AIM.
Copy the records verbatim from the line containing "Should you be willing to segment every instance of the hair" through the end of the records.

TASK MATERIAL.
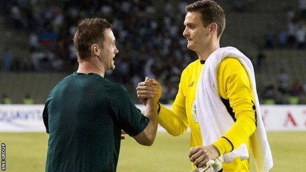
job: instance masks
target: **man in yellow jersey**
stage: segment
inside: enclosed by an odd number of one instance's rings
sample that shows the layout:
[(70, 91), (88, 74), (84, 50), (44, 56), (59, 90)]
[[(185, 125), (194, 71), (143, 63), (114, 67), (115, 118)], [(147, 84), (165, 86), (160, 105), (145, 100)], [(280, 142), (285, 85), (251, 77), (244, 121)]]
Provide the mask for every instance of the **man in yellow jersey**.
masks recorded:
[[(245, 143), (250, 153), (250, 136), (256, 128), (254, 95), (248, 74), (236, 58), (223, 60), (217, 71), (219, 97), (234, 122), (222, 137), (211, 145), (203, 146), (196, 107), (196, 92), (199, 76), (205, 60), (220, 48), (221, 36), (225, 27), (222, 8), (208, 0), (196, 1), (186, 7), (183, 35), (188, 40), (189, 49), (195, 51), (199, 59), (190, 64), (183, 71), (178, 92), (173, 110), (158, 104), (158, 123), (173, 136), (191, 131), (188, 156), (192, 168), (204, 166), (209, 160), (229, 153)], [(204, 81), (204, 82), (205, 82)], [(158, 89), (161, 90), (160, 89)], [(138, 98), (144, 104), (157, 90), (152, 84), (142, 82), (137, 88)], [(209, 134), (209, 133), (208, 133)], [(224, 172), (249, 172), (249, 159), (235, 158), (230, 163), (223, 163)]]

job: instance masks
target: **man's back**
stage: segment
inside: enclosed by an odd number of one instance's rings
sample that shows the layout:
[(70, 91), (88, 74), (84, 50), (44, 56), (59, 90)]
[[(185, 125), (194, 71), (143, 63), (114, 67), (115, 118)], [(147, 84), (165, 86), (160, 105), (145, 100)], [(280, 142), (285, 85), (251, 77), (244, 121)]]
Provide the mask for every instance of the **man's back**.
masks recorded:
[[(125, 100), (127, 95), (120, 85), (92, 73), (75, 73), (60, 82), (44, 111), (50, 136), (46, 172), (115, 172), (121, 128), (134, 135), (147, 124)], [(128, 115), (121, 113), (118, 103), (131, 107), (127, 114), (137, 115), (125, 121)], [(141, 122), (134, 128), (130, 124), (133, 120)]]

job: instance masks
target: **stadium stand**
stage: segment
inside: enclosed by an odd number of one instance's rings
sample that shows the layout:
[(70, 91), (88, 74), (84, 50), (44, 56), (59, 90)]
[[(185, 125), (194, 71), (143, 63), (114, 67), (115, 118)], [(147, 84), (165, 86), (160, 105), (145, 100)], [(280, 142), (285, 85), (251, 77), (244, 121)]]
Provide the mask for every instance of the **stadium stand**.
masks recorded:
[[(76, 69), (72, 44), (75, 25), (85, 18), (103, 17), (112, 24), (120, 50), (116, 69), (106, 77), (124, 84), (138, 103), (135, 84), (146, 75), (157, 78), (163, 85), (161, 101), (171, 102), (181, 71), (197, 59), (186, 49), (182, 35), (184, 8), (191, 1), (2, 0), (0, 93), (16, 103), (22, 103), (25, 93), (28, 93), (35, 103), (44, 103), (55, 84)], [(283, 69), (288, 91), (276, 103), (288, 103), (282, 99), (290, 94), (296, 78), (306, 87), (306, 50), (295, 35), (289, 39), (290, 26), (297, 33), (306, 25), (299, 1), (217, 1), (227, 17), (221, 46), (235, 47), (252, 61), (263, 103), (267, 86), (274, 85), (279, 95), (278, 75)], [(284, 45), (279, 40), (281, 36)], [(258, 59), (260, 53), (263, 58)], [(299, 96), (299, 103), (306, 103), (305, 91)]]

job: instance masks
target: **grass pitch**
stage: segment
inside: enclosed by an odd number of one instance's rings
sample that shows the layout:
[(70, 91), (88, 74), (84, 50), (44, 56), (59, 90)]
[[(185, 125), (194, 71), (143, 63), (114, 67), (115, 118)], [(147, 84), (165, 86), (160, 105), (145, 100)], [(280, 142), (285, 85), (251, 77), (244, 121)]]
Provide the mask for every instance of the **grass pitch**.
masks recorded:
[[(268, 137), (274, 163), (271, 172), (305, 169), (306, 132), (270, 132)], [(0, 142), (6, 145), (6, 171), (44, 172), (48, 139), (45, 133), (0, 133)], [(150, 147), (128, 136), (122, 142), (117, 172), (189, 172), (189, 133), (179, 137), (158, 133)], [(251, 172), (256, 172), (250, 161)]]

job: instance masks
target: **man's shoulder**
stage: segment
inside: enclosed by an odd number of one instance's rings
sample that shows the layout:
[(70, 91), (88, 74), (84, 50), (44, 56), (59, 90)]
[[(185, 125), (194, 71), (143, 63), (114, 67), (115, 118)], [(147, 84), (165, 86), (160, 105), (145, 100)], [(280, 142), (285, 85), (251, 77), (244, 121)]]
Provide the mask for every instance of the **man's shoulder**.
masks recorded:
[(195, 68), (197, 67), (200, 64), (200, 60), (197, 59), (193, 62), (190, 63), (185, 69), (183, 71), (183, 73), (188, 72), (190, 71), (193, 71)]
[(121, 94), (128, 93), (128, 91), (122, 85), (116, 82), (108, 82), (107, 89), (113, 94)]

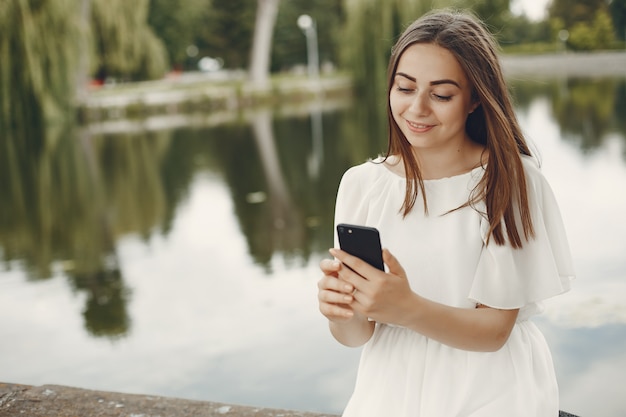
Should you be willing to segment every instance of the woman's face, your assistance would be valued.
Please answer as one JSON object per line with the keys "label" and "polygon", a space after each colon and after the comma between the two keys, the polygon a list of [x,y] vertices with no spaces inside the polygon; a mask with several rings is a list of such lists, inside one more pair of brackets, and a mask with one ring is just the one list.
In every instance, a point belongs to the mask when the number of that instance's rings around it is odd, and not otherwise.
{"label": "woman's face", "polygon": [[445,48],[419,43],[398,62],[389,93],[391,113],[415,152],[457,152],[465,121],[477,106],[456,58]]}

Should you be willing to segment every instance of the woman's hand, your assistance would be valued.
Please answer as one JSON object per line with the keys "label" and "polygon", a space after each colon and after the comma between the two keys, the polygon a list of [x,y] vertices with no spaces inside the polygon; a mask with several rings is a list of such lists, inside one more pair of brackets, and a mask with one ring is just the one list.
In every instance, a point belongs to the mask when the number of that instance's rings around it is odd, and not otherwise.
{"label": "woman's hand", "polygon": [[346,322],[354,316],[354,311],[350,307],[354,287],[338,279],[341,267],[341,262],[334,259],[324,259],[320,262],[324,276],[317,283],[317,299],[320,312],[333,322]]}
{"label": "woman's hand", "polygon": [[337,270],[338,286],[355,289],[353,300],[345,298],[348,307],[377,322],[403,324],[407,311],[415,308],[417,295],[411,291],[404,268],[387,249],[383,250],[383,261],[389,272],[339,249],[331,249],[330,253],[340,265],[347,266]]}
{"label": "woman's hand", "polygon": [[411,290],[400,263],[386,249],[383,261],[389,272],[338,249],[331,249],[330,253],[341,262],[336,270],[338,281],[355,289],[353,300],[345,301],[355,316],[406,327],[454,348],[471,351],[500,349],[517,319],[519,309],[459,308],[419,296]]}
{"label": "woman's hand", "polygon": [[355,312],[351,306],[354,287],[339,279],[341,271],[348,268],[337,260],[324,259],[320,262],[320,269],[324,276],[317,284],[317,298],[320,312],[328,319],[330,332],[339,343],[361,346],[372,337],[374,322]]}

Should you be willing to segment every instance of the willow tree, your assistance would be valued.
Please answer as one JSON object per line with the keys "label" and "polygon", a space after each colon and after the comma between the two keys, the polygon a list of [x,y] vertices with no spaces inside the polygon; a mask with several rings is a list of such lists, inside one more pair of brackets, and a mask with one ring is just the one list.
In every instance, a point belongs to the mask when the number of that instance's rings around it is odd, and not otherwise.
{"label": "willow tree", "polygon": [[0,0],[0,129],[31,134],[72,118],[95,69],[156,78],[166,54],[148,0]]}
{"label": "willow tree", "polygon": [[367,125],[362,131],[369,134],[364,144],[358,132],[343,132],[346,146],[355,149],[350,153],[353,162],[362,159],[364,152],[372,155],[384,150],[386,74],[391,47],[413,20],[432,7],[450,3],[444,0],[344,0],[346,24],[340,46],[341,61],[352,74],[355,93],[360,98],[356,117]]}
{"label": "willow tree", "polygon": [[161,77],[167,52],[148,25],[148,0],[92,0],[94,63],[98,77]]}
{"label": "willow tree", "polygon": [[79,41],[77,0],[0,2],[0,130],[32,131],[69,110]]}

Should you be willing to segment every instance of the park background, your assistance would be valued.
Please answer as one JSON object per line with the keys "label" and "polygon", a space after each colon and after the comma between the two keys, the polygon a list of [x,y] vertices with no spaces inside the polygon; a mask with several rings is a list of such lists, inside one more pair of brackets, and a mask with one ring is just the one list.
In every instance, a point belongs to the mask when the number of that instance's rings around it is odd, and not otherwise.
{"label": "park background", "polygon": [[496,33],[570,234],[574,289],[537,318],[561,408],[624,414],[626,2],[533,4],[2,2],[0,381],[340,412],[336,187],[384,151],[393,40],[455,6]]}

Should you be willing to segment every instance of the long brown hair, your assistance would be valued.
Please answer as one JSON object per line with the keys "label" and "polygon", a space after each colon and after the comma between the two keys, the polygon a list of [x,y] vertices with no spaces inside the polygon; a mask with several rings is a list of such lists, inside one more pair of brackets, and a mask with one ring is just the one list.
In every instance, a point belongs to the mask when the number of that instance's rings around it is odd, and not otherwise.
{"label": "long brown hair", "polygon": [[393,118],[389,103],[398,61],[404,51],[416,43],[430,43],[447,49],[465,71],[472,86],[472,100],[480,103],[468,116],[465,129],[473,141],[485,146],[489,158],[485,174],[466,205],[484,200],[490,225],[488,239],[493,238],[497,244],[503,245],[508,238],[514,248],[521,248],[523,240],[516,222],[518,216],[524,239],[534,236],[520,157],[530,155],[530,149],[513,111],[496,53],[496,42],[480,20],[468,12],[439,10],[425,14],[404,31],[391,51],[387,70],[387,157],[399,155],[404,163],[407,181],[401,208],[403,214],[406,216],[413,209],[420,193],[427,210],[419,165],[411,145]]}

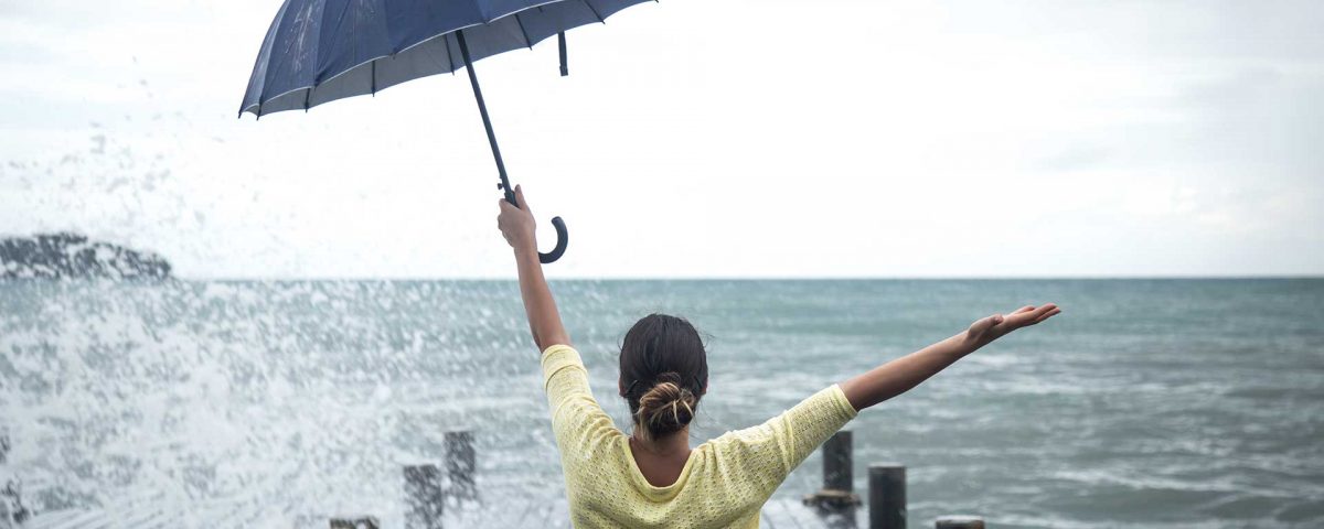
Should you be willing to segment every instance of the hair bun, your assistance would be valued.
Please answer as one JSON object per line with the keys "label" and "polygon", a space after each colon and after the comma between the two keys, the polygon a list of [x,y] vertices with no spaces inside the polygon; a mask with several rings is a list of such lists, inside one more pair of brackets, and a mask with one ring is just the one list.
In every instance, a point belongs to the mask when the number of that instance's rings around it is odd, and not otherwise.
{"label": "hair bun", "polygon": [[639,397],[636,421],[649,438],[677,432],[694,421],[694,406],[699,399],[681,381],[681,374],[666,372],[658,376],[653,389]]}

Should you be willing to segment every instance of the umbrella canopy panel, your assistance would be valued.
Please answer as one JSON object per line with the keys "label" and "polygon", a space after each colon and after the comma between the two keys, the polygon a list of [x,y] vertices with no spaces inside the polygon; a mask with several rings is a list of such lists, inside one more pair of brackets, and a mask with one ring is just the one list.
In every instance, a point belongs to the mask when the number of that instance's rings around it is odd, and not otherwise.
{"label": "umbrella canopy panel", "polygon": [[649,0],[286,0],[240,115],[311,108],[534,44]]}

TASK RESPONSE.
Should you be willing to segment every instance of the hair bun, your assistance would be valued.
Please answer as one JSON object per line with the keys "label" and "polygon", a space after each colon and after the comma between the two keys, the polygon a list of [x,y] vertices with no spaces inside the polygon; a mask with several rings is a list of such lists, inside one more pair of brackets, and a mask with one ring is just the one list.
In every instance, a point belongs to the mask when the number of that instance's rings around it is odd, and not otherwise.
{"label": "hair bun", "polygon": [[639,397],[636,421],[649,438],[677,432],[694,421],[694,406],[699,399],[681,381],[681,374],[666,372],[658,376],[653,389]]}

Should you be willing to segment every instance of the umbrella canopy panel, your assistance would be valued.
Please answer as one JSON object per line with the keys "label" and "polygon", a space after each colon and after the comma between the two keys, the polygon a list of [x,y] vertices with no spaces inside the polygon; a mask with several rings is a list of such lists, inside one more pair of brackets, and a mask with one ring is just the one list.
In every instance, a point belongs to the mask when the number of that instance's rings around it is odd, and not otherwise.
{"label": "umbrella canopy panel", "polygon": [[649,0],[286,0],[240,115],[311,108],[534,44]]}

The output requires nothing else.